TRY IT: With every line kept intact, print the entries that appear below.

◇ ◇ ◇

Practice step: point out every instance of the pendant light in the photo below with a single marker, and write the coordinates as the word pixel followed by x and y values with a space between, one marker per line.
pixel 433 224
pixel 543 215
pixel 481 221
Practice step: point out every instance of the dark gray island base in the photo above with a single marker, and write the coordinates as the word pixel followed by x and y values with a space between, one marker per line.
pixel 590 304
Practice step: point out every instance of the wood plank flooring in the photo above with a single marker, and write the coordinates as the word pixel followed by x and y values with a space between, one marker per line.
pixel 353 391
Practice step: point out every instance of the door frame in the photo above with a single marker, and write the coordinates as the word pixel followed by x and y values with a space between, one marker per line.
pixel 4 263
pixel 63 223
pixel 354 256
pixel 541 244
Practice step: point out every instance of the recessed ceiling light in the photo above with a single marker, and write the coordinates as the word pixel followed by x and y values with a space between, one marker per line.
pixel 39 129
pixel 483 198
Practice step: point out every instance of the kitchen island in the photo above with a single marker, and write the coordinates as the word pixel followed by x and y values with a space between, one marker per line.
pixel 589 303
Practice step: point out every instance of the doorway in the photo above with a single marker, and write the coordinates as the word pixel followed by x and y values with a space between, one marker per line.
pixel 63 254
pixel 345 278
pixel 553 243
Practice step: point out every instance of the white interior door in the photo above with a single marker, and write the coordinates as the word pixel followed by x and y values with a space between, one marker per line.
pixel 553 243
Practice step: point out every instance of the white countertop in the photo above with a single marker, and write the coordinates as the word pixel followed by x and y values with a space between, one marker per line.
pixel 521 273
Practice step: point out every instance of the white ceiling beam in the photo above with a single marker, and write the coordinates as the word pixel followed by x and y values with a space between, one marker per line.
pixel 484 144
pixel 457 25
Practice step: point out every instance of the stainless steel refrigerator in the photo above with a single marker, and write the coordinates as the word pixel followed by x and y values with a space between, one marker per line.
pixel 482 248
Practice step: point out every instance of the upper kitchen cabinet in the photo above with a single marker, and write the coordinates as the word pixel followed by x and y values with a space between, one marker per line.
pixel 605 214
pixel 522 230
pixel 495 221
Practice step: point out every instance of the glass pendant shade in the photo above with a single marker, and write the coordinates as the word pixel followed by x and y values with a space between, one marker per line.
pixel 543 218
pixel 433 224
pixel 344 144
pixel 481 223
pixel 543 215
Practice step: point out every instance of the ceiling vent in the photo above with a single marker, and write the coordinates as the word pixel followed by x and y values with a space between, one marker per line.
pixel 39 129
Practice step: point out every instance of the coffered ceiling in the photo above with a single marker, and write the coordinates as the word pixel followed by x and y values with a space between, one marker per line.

◇ ◇ ◇

EXERCISE OUTPUT:
Practice step: point out every instance of the pendant light in the photo below with a single marker, and write the coordinates as the word pixel followed by x and y values with a space between, one marker per line.
pixel 433 224
pixel 543 215
pixel 481 221
Practice step: point out every instance of the dark gray island base in the photo above with a single marker, and write the coordinates as the word pixel followed by x and y values with a space between, one marker per line.
pixel 590 304
Practice step: point out every instance of the wood plank flooring in the photo above with a single marker, and write the coordinates as the word pixel followed by x and y values with a space between, one marker per line.
pixel 353 391
Practice step: point out every instance of the door frame in the photo above with a single marker, and write the coordinates as the word pixel followed by x and y values with a space between, one marker per line.
pixel 4 263
pixel 63 223
pixel 354 256
pixel 541 244
Practice step: point out every instance of the recessed ceiling light in the photo above with a single marker, and write the coordinates as the word pixel followed by x and y values with a space between, one marker per line.
pixel 39 129
pixel 483 198
Practice step: point out every instance of the kitchen island in the photo above with a single marker, and write the coordinates as the word pixel followed by x and y values with a space between, one marker per line.
pixel 589 303
Practice step: point out every instance of the doorway in the photo above with a single marker, and write the coordinates as the word pixel followed by x and y values with a space between, one marker per line.
pixel 63 254
pixel 345 278
pixel 553 243
Practice step: point out every instance of the white interior door in the photo above with a single marker, and write the coordinates as the word pixel followed by x and y values with a space between, one marker per line.
pixel 553 243
Practice step: point out every instance of the white countertop in the photo above with a single marker, and write the coordinates as the word pixel followed by x and y values with a space between, one marker per line.
pixel 521 273
Practice step: point out every instance of the white ceiling beam in the photo above with a single marker, and write the coordinates as the word pixel followed by x and y values with a space between, one marker per line.
pixel 484 144
pixel 457 25
Practice step: point out every instance of the stainless steel refrigerator in the photo above with a single marker, and write the coordinates as the word pixel followed by x and y values with a space between, one marker per line.
pixel 482 248
Practice step: point out every instance of the upper kitchen cabinet in the photo above with a single marker, and write the coordinates as the word pixel followed by x and y values with a space between, one marker per line.
pixel 605 214
pixel 522 230
pixel 495 221
Practice step: point out every instance of the glass pendant shade in the photo above with a single marker, and write the coordinates as the word pixel followed by x and y values with a space between, one marker per line.
pixel 543 218
pixel 433 224
pixel 344 144
pixel 481 223
pixel 543 215
Practice step: point out every instance of the ceiling vent in the photo above with a single marker, and write the coordinates as the word pixel followed by x and y values with a space between, one marker per line.
pixel 39 129
Practice step: point out every instance of the coffered ceiling in the photo above with a single marker, and write the coordinates as the word pixel followed by x and y values with a space between, one marker per line.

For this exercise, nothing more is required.